══ EXCERPTED RECORDS

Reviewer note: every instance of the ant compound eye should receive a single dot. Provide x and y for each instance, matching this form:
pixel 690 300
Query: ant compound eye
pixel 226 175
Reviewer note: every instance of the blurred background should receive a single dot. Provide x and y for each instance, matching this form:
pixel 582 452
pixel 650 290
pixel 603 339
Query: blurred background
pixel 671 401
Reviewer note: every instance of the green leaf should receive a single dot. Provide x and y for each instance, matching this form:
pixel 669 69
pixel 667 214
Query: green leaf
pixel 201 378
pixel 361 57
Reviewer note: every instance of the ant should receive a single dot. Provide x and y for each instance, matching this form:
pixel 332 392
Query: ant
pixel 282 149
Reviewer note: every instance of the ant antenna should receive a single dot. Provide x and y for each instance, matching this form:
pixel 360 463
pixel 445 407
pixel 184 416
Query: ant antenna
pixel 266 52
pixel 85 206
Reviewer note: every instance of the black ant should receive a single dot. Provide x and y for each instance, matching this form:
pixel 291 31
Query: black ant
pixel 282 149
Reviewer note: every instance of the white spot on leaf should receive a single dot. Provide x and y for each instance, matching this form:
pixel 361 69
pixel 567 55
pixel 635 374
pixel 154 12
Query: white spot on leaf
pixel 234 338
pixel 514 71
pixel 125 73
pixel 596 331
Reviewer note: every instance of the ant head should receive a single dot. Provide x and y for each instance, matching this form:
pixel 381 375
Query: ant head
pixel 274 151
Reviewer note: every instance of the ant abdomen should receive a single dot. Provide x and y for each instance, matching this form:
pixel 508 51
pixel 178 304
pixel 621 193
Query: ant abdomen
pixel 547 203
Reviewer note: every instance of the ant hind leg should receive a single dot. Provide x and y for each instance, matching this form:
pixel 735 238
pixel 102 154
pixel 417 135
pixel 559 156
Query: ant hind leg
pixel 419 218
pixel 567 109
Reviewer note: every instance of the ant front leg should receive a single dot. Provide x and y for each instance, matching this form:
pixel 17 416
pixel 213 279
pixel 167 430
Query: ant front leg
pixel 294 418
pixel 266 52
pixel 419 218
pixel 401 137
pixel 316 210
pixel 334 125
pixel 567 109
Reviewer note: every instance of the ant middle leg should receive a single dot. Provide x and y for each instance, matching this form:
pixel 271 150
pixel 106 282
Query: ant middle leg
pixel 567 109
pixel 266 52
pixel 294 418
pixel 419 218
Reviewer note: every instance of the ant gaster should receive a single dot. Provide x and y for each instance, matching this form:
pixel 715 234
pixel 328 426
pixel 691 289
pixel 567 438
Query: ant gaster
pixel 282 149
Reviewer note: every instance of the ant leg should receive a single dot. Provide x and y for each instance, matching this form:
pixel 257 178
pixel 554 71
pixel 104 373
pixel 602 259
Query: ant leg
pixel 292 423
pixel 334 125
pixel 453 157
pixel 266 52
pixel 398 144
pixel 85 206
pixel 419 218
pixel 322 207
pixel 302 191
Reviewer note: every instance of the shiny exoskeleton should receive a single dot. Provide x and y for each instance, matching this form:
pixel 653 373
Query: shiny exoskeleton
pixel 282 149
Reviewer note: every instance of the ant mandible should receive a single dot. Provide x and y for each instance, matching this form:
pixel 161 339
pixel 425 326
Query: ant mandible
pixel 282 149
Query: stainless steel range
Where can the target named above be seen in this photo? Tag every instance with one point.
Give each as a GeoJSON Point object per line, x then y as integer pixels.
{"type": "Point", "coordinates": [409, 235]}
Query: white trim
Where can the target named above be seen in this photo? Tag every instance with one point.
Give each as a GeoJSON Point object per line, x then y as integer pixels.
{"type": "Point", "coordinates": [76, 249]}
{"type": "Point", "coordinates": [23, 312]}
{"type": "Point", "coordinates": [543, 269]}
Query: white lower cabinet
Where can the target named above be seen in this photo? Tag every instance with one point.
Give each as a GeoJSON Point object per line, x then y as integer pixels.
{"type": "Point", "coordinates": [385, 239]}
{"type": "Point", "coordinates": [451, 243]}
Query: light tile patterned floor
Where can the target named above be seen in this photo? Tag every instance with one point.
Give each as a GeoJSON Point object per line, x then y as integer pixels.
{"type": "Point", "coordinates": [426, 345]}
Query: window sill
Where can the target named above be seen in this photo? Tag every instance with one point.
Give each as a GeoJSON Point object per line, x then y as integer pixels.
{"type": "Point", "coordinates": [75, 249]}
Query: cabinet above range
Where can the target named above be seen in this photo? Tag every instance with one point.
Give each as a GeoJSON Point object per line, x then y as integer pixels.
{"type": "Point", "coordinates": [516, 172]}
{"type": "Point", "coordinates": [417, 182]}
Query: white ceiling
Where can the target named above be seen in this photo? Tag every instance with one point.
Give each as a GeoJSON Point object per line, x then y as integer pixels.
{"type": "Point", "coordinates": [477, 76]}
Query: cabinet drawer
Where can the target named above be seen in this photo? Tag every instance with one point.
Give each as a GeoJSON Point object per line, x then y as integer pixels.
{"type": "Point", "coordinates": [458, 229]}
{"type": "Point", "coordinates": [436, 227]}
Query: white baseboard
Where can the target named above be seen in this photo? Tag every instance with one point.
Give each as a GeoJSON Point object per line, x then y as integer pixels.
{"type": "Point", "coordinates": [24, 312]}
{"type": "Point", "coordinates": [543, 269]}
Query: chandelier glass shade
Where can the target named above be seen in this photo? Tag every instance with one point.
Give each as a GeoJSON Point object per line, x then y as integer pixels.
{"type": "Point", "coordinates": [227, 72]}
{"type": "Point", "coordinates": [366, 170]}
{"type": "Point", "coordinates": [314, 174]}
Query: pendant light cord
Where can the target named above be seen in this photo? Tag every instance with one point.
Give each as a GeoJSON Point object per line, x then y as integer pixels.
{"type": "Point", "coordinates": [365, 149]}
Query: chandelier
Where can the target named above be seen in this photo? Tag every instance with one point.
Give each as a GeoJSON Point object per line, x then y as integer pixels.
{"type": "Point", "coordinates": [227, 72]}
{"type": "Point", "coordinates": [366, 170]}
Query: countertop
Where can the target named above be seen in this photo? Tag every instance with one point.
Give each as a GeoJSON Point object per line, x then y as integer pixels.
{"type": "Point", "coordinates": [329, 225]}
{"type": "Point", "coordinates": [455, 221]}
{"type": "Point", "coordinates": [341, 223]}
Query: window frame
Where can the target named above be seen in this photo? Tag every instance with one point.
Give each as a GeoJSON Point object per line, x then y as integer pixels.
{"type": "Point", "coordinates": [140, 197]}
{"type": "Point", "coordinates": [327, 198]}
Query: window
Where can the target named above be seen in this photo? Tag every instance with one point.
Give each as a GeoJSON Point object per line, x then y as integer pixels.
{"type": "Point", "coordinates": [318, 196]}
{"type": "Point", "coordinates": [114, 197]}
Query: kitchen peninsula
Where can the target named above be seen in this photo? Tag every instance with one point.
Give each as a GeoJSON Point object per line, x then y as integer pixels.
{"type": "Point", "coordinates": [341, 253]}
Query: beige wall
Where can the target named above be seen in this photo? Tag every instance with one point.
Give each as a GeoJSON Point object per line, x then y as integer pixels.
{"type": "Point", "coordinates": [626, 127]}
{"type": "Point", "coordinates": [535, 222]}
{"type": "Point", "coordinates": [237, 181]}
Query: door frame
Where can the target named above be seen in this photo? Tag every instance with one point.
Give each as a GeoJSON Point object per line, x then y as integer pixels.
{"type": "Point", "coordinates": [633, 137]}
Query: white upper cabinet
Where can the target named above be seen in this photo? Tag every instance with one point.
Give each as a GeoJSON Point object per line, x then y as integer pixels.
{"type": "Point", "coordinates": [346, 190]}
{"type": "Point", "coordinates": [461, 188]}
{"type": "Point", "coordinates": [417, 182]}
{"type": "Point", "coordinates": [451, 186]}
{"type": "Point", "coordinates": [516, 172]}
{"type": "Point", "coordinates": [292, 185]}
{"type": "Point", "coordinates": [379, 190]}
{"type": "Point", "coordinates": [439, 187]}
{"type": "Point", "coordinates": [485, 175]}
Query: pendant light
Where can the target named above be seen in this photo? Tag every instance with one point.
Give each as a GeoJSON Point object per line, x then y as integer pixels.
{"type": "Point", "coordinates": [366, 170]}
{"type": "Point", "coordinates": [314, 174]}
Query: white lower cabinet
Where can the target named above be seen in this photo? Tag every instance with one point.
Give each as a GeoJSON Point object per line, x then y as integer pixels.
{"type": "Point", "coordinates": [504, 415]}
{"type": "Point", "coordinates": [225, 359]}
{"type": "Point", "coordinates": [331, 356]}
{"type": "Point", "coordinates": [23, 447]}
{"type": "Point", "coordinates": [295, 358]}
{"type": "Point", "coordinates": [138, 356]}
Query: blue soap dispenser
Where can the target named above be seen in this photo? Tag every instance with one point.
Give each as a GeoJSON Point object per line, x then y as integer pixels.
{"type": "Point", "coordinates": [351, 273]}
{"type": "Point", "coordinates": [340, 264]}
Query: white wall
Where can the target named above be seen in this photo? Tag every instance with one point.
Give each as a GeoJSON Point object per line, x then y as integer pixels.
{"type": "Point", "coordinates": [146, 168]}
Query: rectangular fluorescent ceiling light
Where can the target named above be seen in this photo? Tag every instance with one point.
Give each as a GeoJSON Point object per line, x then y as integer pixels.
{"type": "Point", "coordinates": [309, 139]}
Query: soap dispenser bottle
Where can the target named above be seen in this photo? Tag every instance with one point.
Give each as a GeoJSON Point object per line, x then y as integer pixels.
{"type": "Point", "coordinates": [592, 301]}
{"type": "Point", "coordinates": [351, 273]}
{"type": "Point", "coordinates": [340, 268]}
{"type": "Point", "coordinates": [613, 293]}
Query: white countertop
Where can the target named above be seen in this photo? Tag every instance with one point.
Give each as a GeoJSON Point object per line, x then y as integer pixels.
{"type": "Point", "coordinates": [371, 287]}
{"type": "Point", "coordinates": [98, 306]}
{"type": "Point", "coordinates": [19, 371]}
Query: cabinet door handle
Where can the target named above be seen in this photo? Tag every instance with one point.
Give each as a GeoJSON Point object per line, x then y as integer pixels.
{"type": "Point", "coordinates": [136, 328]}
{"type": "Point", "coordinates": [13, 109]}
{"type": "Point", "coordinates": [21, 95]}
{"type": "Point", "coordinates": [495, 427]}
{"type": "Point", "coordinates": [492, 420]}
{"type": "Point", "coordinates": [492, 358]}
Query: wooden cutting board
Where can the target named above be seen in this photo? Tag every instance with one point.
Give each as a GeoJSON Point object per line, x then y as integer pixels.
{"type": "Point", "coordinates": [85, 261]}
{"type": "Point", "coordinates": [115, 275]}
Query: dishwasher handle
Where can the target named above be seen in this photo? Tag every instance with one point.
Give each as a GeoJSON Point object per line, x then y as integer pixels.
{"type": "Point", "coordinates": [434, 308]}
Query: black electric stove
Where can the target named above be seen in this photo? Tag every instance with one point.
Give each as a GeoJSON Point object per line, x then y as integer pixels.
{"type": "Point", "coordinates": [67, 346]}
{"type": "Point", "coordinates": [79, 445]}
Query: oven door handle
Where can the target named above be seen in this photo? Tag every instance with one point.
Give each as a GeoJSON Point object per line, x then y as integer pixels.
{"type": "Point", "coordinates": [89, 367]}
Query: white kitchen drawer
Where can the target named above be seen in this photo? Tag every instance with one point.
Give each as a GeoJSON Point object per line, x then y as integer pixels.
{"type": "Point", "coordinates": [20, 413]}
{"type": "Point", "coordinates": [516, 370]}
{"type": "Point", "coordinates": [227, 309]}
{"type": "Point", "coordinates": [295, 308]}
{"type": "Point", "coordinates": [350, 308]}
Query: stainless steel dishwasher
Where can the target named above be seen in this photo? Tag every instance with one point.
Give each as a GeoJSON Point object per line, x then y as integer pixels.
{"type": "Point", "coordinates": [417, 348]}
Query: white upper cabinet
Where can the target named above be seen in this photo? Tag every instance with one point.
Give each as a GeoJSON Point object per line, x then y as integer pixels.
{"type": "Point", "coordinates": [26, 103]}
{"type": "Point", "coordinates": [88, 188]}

════

Search the entries for the word "chandelier" and copy every line that holds it.

== YOUR RESPONSE ==
Query: chandelier glass shade
Query: chandelier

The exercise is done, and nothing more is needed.